__Rows of data__.

----------

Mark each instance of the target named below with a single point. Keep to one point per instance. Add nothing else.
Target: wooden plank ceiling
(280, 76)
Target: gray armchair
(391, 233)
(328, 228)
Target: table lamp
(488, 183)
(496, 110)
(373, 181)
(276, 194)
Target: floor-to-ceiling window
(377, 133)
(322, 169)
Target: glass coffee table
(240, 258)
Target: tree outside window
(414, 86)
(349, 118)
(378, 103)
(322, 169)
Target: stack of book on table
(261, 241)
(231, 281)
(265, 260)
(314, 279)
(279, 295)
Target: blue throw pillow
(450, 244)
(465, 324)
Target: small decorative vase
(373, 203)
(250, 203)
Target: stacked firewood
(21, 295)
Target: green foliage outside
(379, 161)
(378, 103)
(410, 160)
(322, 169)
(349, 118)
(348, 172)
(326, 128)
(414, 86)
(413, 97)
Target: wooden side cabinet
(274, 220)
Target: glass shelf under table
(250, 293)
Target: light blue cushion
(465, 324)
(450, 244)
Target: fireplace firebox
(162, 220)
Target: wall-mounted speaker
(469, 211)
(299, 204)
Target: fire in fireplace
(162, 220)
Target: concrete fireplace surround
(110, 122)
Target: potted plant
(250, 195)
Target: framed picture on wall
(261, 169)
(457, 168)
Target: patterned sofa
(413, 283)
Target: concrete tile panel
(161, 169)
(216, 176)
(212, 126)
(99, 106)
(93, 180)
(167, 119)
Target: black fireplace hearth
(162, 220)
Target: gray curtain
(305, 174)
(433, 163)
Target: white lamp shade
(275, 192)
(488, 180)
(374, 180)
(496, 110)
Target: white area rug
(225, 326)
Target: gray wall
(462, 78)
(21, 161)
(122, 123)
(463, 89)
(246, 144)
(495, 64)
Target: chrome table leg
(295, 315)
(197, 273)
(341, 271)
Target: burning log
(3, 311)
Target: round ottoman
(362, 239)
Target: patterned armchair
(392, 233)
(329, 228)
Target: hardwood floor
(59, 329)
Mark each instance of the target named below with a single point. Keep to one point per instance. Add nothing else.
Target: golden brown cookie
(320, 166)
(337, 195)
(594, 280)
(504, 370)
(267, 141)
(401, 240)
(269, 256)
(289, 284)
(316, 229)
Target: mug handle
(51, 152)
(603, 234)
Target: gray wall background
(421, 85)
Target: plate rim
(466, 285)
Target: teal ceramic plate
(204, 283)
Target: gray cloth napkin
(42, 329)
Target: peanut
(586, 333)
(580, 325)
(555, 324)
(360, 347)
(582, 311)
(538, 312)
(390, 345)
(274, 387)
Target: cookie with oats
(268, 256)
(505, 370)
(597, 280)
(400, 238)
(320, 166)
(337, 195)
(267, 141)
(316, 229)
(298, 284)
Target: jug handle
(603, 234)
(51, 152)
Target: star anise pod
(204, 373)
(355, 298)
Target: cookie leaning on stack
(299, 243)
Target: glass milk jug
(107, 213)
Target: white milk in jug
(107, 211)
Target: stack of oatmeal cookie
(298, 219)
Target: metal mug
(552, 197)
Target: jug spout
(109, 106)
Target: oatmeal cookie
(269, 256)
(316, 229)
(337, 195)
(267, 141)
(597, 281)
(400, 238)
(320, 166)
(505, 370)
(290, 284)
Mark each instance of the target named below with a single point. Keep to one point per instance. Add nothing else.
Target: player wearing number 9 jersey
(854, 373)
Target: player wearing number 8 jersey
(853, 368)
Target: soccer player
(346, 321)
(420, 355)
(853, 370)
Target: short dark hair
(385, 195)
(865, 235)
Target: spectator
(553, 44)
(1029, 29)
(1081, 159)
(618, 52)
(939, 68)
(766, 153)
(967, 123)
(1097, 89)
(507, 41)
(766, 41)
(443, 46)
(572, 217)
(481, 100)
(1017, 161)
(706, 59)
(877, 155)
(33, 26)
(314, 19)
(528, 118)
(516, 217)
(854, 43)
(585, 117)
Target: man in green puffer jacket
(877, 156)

----------

Quote every one of the rows above word for word, leaving nothing out and changing nothing.

__EXERCISE RESULT__.
Mark each instance of the target named below with a single point. Keep to one point per instance. Add nothing else.
Target: wooden plank ceiling
(280, 76)
Target: gray armchair
(391, 233)
(328, 228)
Target: table lamp
(488, 183)
(496, 110)
(373, 181)
(276, 194)
Target: floor-to-ceiling window
(377, 133)
(322, 169)
Target: glass coffee table
(240, 258)
Target: tree outside window
(414, 86)
(349, 118)
(378, 103)
(322, 169)
Target: stack of book on table
(261, 241)
(231, 281)
(265, 260)
(314, 279)
(279, 295)
Target: blue throw pillow
(450, 244)
(465, 324)
Target: small decorative vase
(373, 203)
(250, 203)
Target: stacked firewood
(21, 295)
Target: green foliage outside
(379, 161)
(378, 103)
(410, 160)
(322, 169)
(349, 118)
(348, 172)
(326, 128)
(414, 86)
(413, 97)
Target: wooden side cabinet
(274, 220)
Target: glass shelf under table
(250, 293)
Target: light blue cushion
(465, 324)
(450, 244)
Target: fireplace firebox
(162, 220)
Target: wall-mounted speaker
(469, 211)
(299, 204)
Target: fire in fireplace
(162, 220)
Target: concrete fireplace surround
(110, 122)
Target: potted plant
(250, 195)
Target: framed picture on wall
(261, 169)
(457, 168)
Target: patterned sofa
(413, 283)
Target: concrete tile panel
(161, 169)
(216, 176)
(212, 126)
(99, 106)
(93, 180)
(167, 119)
Target: black fireplace hearth
(162, 220)
Target: gray curtain
(305, 174)
(433, 163)
Target: white lamp shade
(275, 192)
(488, 180)
(374, 180)
(496, 110)
Target: white area rug
(225, 326)
Target: gray wall
(462, 78)
(21, 161)
(122, 123)
(463, 89)
(246, 144)
(495, 64)
Target: chrome table leg
(295, 315)
(197, 273)
(341, 271)
Target: burning log
(3, 311)
Target: round ottoman
(362, 239)
Target: patterned armchair
(392, 233)
(329, 228)
Target: hardwood floor
(59, 329)
Mark each instance of the target named below with a single point. Keep to one point per instance. Add nothing else.
Target: golden brown cookie
(320, 166)
(337, 195)
(594, 280)
(504, 370)
(267, 141)
(401, 240)
(269, 256)
(289, 284)
(316, 229)
Target: mug handle
(51, 152)
(603, 234)
Target: gray wall background
(421, 85)
Target: plate rim
(466, 285)
Target: teal ceramic plate
(204, 283)
Target: gray cloth napkin
(42, 329)
Target: peanut
(586, 333)
(580, 325)
(555, 324)
(360, 347)
(582, 311)
(538, 312)
(390, 345)
(274, 387)
Target: cookie with oats
(268, 256)
(505, 370)
(597, 280)
(400, 238)
(320, 166)
(337, 195)
(267, 141)
(316, 229)
(298, 284)
Target: jug handle
(603, 234)
(51, 152)
Target: star anise pod
(204, 373)
(355, 298)
Target: cookie leaning on stack
(299, 243)
Target: glass milk jug
(107, 213)
Target: white milk in jug
(107, 211)
Target: stack of oatmeal cookie
(298, 219)
Target: metal mug
(552, 197)
Target: jug spout
(109, 106)
Target: oatmeal cookie
(269, 256)
(316, 229)
(337, 195)
(267, 141)
(597, 281)
(400, 238)
(320, 166)
(505, 370)
(290, 284)
Mark each instance of the target named below with a single point. Keep to one point per instance. Add nothing else.
Target: player wearing number 9 jersey
(854, 373)
Target: player wearing number 8 jersey
(853, 368)
Target: soccer player
(346, 321)
(420, 355)
(853, 370)
Target: short dark hair
(385, 195)
(865, 235)
Target: spectator
(553, 44)
(1029, 29)
(1081, 159)
(618, 52)
(939, 68)
(766, 153)
(967, 123)
(1097, 89)
(507, 41)
(766, 41)
(443, 46)
(572, 217)
(481, 100)
(1017, 161)
(706, 59)
(877, 155)
(33, 26)
(314, 19)
(528, 118)
(516, 217)
(854, 43)
(585, 117)
Target: man in green puffer jacket
(877, 156)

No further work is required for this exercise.